- PAGE EXCERPT
Low bone density. Produces stress fractures.

Hormonal disruption affecting growth and development.

Immune compromise.

Cardiovascular effects.

Mood changes, including depression.

Performance decline despite continued training.

The “female athlete triad” framework (low energy, menstrual disruption, low bone density) has expanded into RED-S, which recognizes the syndrome affects male runners too and includes more body systems.

RED-S can be subclinical for months or years. The kid running well, but missing periods, with stress fractures, with subtle mood changes, may be in early RED-S. Pediatric or adolescent medicine consultation is appropriate.

Three. Overuse injuries. Iliotibial band syndrome, patellofemoral pain syndrome, plantar fasciitis, Achilles tendinopathy, shin splints. All common in adolescent cross-country runners. Treatment is typically modification of training plus structured rehab.

Four. Heat illness. Late-summer training, fall meets in warm weather. NATA heat acclimatization, WBGT thresholds, hydration. Same protocol as other outdoor sports.

Five. Cold-weather exposure. Late-fall and winter cross-country running through cold and wet conditions. Hypothermia risk on long runs in bad weather, especially for kids returning from a race who stop moving.

Six. Trail-specific injuries. Cross-country races and training on trails produce ankle sprains, falls, and occasional more-serious injuries from terrain. Surface variety reduces overuse injury but introduces acute injury risk.

Seven. Mental health concerns. Distance running has documented elevated rates of anxiety, depression, and disordered eating in adolescent athletes. The combination of solo training time, body-composition focus, and performance pressure can intersect with adolescent mental health.

The cultural risk specific to distance running.

The body-composition emphasis is part of the sport’s culture in some programs and absent in others. Programs that emphasize racing weight, hold weigh-ins, or have coaches who comment on body shape produce higher rates of RED-S and disordered eating.

The published research is direct: programs that focus on overall health, balanced nutrition, and individualized training produce healthier athletes who often run faster long-term. Programs that emphasize weight produce shorter careers and more injuries.

- RECORDS PROVIDED
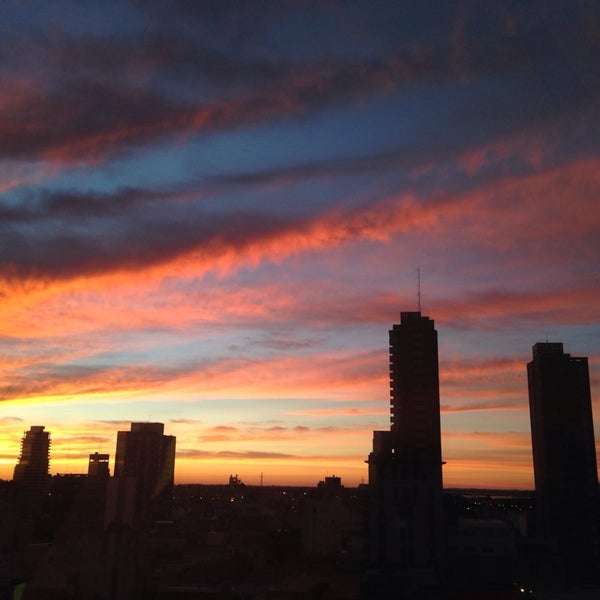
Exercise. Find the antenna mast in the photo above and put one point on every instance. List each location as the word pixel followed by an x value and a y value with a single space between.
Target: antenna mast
pixel 419 288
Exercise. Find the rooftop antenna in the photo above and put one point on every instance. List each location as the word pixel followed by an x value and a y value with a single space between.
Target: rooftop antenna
pixel 419 288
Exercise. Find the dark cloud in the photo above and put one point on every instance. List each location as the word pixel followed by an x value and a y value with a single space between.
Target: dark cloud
pixel 104 95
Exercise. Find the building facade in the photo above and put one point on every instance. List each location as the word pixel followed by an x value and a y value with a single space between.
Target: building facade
pixel 144 469
pixel 405 467
pixel 32 469
pixel 564 457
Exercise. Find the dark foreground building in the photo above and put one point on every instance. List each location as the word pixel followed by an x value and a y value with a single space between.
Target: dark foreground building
pixel 142 486
pixel 405 469
pixel 564 458
pixel 32 469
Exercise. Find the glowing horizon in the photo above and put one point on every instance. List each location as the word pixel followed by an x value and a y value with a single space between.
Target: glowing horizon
pixel 211 215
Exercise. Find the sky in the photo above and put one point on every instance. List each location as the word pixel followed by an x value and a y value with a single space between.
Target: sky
pixel 211 214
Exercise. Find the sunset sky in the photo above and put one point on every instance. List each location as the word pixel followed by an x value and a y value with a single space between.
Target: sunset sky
pixel 212 213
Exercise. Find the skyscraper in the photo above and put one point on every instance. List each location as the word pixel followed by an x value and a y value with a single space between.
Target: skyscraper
pixel 32 469
pixel 564 457
pixel 143 474
pixel 98 466
pixel 405 466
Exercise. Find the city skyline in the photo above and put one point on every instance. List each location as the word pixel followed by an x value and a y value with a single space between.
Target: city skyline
pixel 210 215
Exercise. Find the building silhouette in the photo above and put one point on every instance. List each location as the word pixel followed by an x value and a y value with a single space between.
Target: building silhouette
pixel 31 471
pixel 405 467
pixel 564 458
pixel 98 466
pixel 142 485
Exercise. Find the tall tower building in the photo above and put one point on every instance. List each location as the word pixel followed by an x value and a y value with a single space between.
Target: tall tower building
pixel 143 475
pixel 405 466
pixel 564 457
pixel 32 469
pixel 98 466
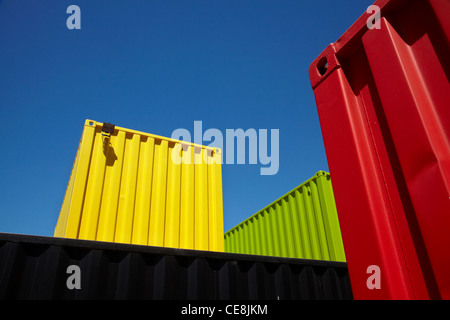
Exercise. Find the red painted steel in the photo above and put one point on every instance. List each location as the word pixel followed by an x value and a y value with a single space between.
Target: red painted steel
pixel 383 98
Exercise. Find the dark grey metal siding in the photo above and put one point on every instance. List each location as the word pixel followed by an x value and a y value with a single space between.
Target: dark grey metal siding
pixel 34 267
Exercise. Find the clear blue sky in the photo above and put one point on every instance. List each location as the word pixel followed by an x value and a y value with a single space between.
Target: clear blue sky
pixel 156 66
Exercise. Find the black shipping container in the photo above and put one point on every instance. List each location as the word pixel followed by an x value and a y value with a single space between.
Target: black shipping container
pixel 35 267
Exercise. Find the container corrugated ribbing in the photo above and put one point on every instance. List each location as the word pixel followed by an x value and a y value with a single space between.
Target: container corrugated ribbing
pixel 126 187
pixel 301 224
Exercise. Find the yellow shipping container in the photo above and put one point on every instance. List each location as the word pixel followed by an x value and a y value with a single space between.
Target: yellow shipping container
pixel 133 187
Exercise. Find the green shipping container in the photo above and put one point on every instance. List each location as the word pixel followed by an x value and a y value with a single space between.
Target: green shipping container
pixel 301 224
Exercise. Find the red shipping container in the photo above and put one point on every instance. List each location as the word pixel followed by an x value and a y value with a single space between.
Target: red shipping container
pixel 383 98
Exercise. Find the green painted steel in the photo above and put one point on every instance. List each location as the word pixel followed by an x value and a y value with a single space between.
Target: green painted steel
pixel 301 224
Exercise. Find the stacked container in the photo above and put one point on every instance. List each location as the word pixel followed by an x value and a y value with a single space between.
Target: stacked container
pixel 132 187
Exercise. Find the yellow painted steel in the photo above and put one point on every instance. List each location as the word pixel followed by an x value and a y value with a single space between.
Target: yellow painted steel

- PROBLEM STATEMENT
Transcribe the running health excerpt word for word, between "Five. Cold-weather exposure." and "acute injury risk.", inclusive. The lines above were drawn from a source separate from the running health excerpt.

- PROBLEM SOLUTION
Five. Cold-weather exposure. Late-fall and winter cross-country running through cold and wet conditions. Hypothermia risk on long runs in bad weather, especially for kids returning from a race who stop moving.

Six. Trail-specific injuries. Cross-country races and training on trails produce ankle sprains, falls, and occasional more-serious injuries from terrain. Surface variety reduces overuse injury but introduces acute injury risk.